Document section:
==========

This is essential, checking back on this. Without limiting, it's hard for us to package this in projects -> we can't expect end users to accept such a heavy bandwidth requirement.

whyrusleeping commented 6 years ago

Please just add an emoji to the issue itself to add your support. Comments in this thread should be reserved for discussion around the implementation of the feature itself.

jefft0 commented 5 years ago

I've been running an IPFS daemon for years without problems. But with the latest builds in the past couple weeks, I have a lot of delays in trying to load web pages or even ssh into another server. It's now at the point where I have to shut down the IPFS daemon to do some tasks. My stats are below. The bandwidth doesn't look so bad, so why does my network suddenly seem clogged?

$ for p in /ipfs/bitswap/1.1.0 /ipfs/dht /ipfs/bitswap /ipfs/bitswap/1.0.0 /ipfs/kad/1.0.0 ; do echo ipfs stats bw --proto $p && ipfs stats bw --proto $p && echo "---" ; done ipfs stats bw --proto /ipfs/bitswap/1.1.0 Bandwidth TotalIn: 1.1 MB TotalOut: 6.1 kB RateIn: 1.9 kB/s RateOut: 0 B/s

ipfs stats bw --proto /ipfs/dht Bandwidth TotalIn: 41 kB TotalOut: 3.2 kB RateIn: 483 B/s RateOut: 1 B/s

ipfs stats bw --proto /ipfs/bitswap Bandwidth TotalIn: 0 B TotalOut: 0 B RateIn: 0 B/s RateOut: 0 B/s

ipfs stats bw --proto /ipfs/bitswap/1.0.0 Bandwidth TotalIn: 0 B TotalOut: 0 B RateIn: 0 B/s RateOut: 0 B/s

ipfs stats bw --proto /ipfs/kad/1.0.0 Bandwidth TotalIn: 21 MB TotalOut: 1.6 MB RateIn: 164 kB/s RateOut: 8.9 kB/s

whyrusleeping commented 5 years ago

@jefft0 thats odd... those stats seem relatively normal. Are you seeing any odd cpu activity? what sort of bandwidth utilization does your OS report from ipfs? Also, how many connections does your node normally have?

Another question is, since you mentioned noticing this on recent builds, does running an older version of ipfs fix the problem?

whyrusleeping commented 5 years ago

Also, cc @mgoelzer and @bigs, despite this being on the go-ipfs repo, this is definitely a libp2p issue. Worth getting on the roadmap for sure.

jefft0 commented 5 years ago

I solved the problem by restarting my Internet router, restarting the computer, wiping the IPFS build directory and rebuilding the current version (but keeping my current ~/.ipfs folder). I know this wasn't very methodical, but I was desperate. Next time I have bandwidths problems I'll try to figure out which one of these causes the problem.

==========

List of tasks:
1. Copy the rows below word for word, from the line containing "the concrete wall" down to the final row, both ends included.
2. Continue the IPFS bandwidth discussion above from its last comment.

==========

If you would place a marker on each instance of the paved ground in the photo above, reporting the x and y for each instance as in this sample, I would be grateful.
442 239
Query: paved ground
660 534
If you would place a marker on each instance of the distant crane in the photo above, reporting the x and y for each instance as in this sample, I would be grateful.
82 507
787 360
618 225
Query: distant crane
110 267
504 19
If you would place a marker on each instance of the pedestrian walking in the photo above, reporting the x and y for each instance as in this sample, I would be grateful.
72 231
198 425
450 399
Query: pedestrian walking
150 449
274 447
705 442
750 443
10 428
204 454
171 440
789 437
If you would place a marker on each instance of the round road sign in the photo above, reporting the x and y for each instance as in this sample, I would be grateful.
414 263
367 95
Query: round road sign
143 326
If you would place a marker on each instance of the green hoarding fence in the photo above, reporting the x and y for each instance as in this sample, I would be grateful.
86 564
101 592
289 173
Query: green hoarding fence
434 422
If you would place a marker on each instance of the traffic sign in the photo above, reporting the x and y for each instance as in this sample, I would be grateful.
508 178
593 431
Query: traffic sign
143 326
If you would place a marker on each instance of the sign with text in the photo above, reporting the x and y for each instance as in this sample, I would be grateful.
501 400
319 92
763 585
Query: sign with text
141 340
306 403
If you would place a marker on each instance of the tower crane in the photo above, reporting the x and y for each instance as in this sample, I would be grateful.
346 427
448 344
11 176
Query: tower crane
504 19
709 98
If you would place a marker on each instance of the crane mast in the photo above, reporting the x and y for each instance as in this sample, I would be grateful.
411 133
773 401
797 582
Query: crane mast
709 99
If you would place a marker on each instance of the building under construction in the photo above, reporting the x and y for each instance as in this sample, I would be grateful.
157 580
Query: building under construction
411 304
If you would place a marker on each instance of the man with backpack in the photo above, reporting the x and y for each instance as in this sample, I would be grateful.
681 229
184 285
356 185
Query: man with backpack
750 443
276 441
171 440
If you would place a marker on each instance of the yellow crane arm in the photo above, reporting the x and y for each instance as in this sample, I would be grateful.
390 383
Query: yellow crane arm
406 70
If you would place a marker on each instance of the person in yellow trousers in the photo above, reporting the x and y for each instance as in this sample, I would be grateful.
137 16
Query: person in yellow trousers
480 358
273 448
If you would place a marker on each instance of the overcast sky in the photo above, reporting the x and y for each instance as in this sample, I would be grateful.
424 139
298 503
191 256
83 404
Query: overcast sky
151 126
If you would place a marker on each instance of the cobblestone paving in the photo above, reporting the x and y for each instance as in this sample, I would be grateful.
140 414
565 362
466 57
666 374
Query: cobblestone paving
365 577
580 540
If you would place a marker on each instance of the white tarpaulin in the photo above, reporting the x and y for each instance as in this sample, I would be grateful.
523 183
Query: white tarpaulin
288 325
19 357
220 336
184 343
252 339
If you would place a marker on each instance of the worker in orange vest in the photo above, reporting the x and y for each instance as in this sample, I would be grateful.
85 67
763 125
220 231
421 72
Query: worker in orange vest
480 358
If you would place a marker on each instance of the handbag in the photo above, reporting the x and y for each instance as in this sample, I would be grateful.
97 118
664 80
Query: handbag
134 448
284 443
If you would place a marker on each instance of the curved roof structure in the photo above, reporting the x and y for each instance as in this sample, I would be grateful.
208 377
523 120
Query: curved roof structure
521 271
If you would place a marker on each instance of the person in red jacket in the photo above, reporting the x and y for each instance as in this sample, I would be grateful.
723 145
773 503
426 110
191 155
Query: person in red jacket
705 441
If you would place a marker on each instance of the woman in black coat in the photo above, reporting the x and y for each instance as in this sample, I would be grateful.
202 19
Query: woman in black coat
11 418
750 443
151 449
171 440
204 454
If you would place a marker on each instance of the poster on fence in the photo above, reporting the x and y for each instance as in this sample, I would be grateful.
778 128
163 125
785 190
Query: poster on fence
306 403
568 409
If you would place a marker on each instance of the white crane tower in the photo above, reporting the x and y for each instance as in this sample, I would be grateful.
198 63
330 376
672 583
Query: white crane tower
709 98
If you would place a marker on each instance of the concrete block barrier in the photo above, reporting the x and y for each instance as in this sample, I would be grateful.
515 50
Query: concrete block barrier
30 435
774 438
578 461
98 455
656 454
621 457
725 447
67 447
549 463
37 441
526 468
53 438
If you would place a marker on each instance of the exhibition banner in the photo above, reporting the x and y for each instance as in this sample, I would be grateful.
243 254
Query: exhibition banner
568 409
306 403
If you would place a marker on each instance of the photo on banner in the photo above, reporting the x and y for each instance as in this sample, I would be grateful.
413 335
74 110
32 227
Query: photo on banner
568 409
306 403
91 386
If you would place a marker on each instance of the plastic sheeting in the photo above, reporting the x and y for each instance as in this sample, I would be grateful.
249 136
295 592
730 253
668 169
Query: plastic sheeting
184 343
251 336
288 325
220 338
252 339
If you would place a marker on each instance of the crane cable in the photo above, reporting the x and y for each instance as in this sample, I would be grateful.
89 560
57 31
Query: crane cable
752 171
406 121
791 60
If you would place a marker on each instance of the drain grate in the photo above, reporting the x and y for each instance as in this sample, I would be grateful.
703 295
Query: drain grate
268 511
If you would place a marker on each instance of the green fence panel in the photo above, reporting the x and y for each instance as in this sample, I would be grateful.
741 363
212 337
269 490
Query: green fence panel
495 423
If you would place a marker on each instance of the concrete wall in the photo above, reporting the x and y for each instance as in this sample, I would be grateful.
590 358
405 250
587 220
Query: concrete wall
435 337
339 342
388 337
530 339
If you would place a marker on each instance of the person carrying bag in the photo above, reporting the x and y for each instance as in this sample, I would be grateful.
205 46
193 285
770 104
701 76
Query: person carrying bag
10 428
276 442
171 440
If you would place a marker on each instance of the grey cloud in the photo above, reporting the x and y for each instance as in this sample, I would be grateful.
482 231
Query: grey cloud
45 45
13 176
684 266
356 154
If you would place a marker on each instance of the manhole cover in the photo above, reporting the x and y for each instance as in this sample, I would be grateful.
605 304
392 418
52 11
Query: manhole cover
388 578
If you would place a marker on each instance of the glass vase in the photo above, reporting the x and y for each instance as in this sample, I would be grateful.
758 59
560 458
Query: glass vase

==========

Answers:
1.
If you would place a marker on each instance of the concrete wall in the photo above, reporting the x and y for each instance as in this sample, I would be grateful.
590 358
405 250
587 220
Query: concrete wall
435 337
339 342
388 337
530 339
If you would place a marker on each instance of the person carrying bag in the photo above, reporting the x and y for each instance as in this sample, I would be grateful.
205 46
193 285
770 104
701 76
Query: person carrying bag
10 428
276 442
171 440
If you would place a marker on each instance of the grey cloud in the photo above, reporting the x and y for each instance as in this sample, I would be grateful.
482 231
Query: grey cloud
45 45
13 176
684 266
356 154
If you would place a marker on each instance of the manhole cover in the photo above, reporting the x and y for each instance as in this sample, I would be grateful.
605 304
392 418
52 11
Query: manhole cover
388 578
If you would place a marker on each instance of the glass vase in the photo above, reporting the x and y for each instance as in this sample, I would be grateful.
758 59
560 458
Query: glass vase

2.
whyrusleeping commented 5 years ago

@jefft0 interesting. Thats actually more helpful information than you could have provided, thanks

whyrusleeping commented 5 years ago

Also, just so everyone watching this thread is aware, we have implemented a connection manager that limits the total number of connected peers. This can be configured in your ipfs config under Swarm.ConnMgr, see the config docs for more details.

bigs commented 5 years ago

Definitely a fan of the per-protocol limiting. Perhaps this could be handled with a weighting system? Assign weights to protocols and then set global settings (i.e. throttle after this amt of transfer per duration, halt all transfer after this limit within duration.)

leshokunin commented 5 years ago

Very cool to see progress! How's the bandwidth cap (eg: 50kb/s) coming along? It'd be super useful for our desktop client :)

douglasmsi commented 5 years ago

Are there news about this topic?

Stebalien commented 5 years ago

Not at the moment. The current recommended approach is to limit bandwidth in the OS.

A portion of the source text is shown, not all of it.